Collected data
==*==

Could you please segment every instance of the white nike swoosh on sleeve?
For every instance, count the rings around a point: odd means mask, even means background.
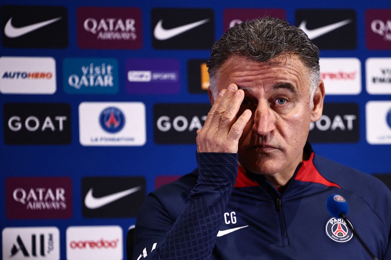
[[[26,34],[29,33],[37,29],[52,23],[61,19],[62,17],[58,17],[54,19],[40,22],[34,24],[23,26],[18,28],[14,27],[12,25],[12,17],[9,18],[4,28],[4,33],[9,38],[16,38]]]
[[[129,189],[128,190],[125,190],[116,193],[98,198],[95,198],[92,196],[93,189],[92,188],[90,189],[84,199],[84,203],[85,204],[86,207],[90,209],[100,208],[117,199],[119,199],[125,196],[127,196],[129,194],[134,193],[141,189],[141,187],[138,186],[132,189]]]
[[[240,226],[237,228],[230,228],[230,229],[227,229],[225,230],[219,230],[219,232],[217,233],[217,237],[222,237],[223,235],[227,235],[227,234],[229,234],[230,233],[233,232],[234,231],[236,231],[236,230],[238,230],[239,229],[241,229],[244,228],[247,228],[248,226],[248,225],[247,226]]]
[[[168,40],[187,31],[199,26],[202,24],[208,22],[209,21],[209,19],[204,19],[171,29],[165,29],[162,25],[163,20],[161,19],[158,22],[155,27],[155,29],[153,30],[153,35],[155,36],[155,38],[158,40],[160,41]]]
[[[313,40],[314,39],[322,36],[323,34],[330,32],[334,30],[338,29],[340,27],[342,27],[344,25],[352,22],[352,20],[347,19],[344,21],[341,21],[338,23],[329,24],[328,25],[320,27],[316,29],[312,30],[308,30],[307,29],[307,21],[304,20],[301,22],[299,26],[299,28],[304,31],[310,39]]]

==*==

**Instructions for the task:**
Reproduce every line of the listing above without any change, but leave out the picture.

**Solution to the exercise:**
Could you please segment every instance of the white nike swoosh on sleeve?
For every instance, count the rings around a point: odd means mask, even means background.
[[[26,34],[29,33],[37,29],[52,23],[61,19],[62,17],[58,17],[54,19],[40,22],[34,24],[23,26],[18,28],[14,27],[12,25],[12,17],[9,18],[4,28],[4,33],[9,38],[16,38]]]
[[[129,189],[128,190],[125,190],[116,193],[98,198],[95,198],[92,196],[93,189],[92,188],[90,189],[84,199],[84,203],[85,204],[86,207],[90,209],[100,208],[117,199],[119,199],[125,196],[127,196],[129,194],[134,193],[141,189],[141,187],[138,186],[132,189]]]
[[[240,226],[237,228],[230,228],[230,229],[227,229],[225,230],[219,230],[219,232],[217,233],[217,237],[222,237],[223,235],[227,235],[227,234],[229,234],[230,233],[233,232],[234,231],[236,231],[236,230],[238,230],[239,229],[241,229],[244,228],[247,228],[248,226],[248,225],[247,226]]]
[[[168,40],[187,31],[199,26],[202,24],[208,22],[209,21],[209,19],[204,19],[171,29],[165,29],[162,25],[163,20],[161,19],[158,22],[155,27],[155,29],[153,30],[153,35],[155,36],[155,38],[158,40],[160,41]]]
[[[313,40],[314,39],[322,36],[323,34],[330,32],[334,30],[338,29],[340,27],[342,27],[344,25],[352,22],[352,20],[347,19],[344,21],[341,21],[338,23],[329,24],[328,25],[320,27],[316,29],[312,30],[308,30],[307,29],[307,21],[304,20],[301,22],[299,26],[299,28],[304,31],[310,39]]]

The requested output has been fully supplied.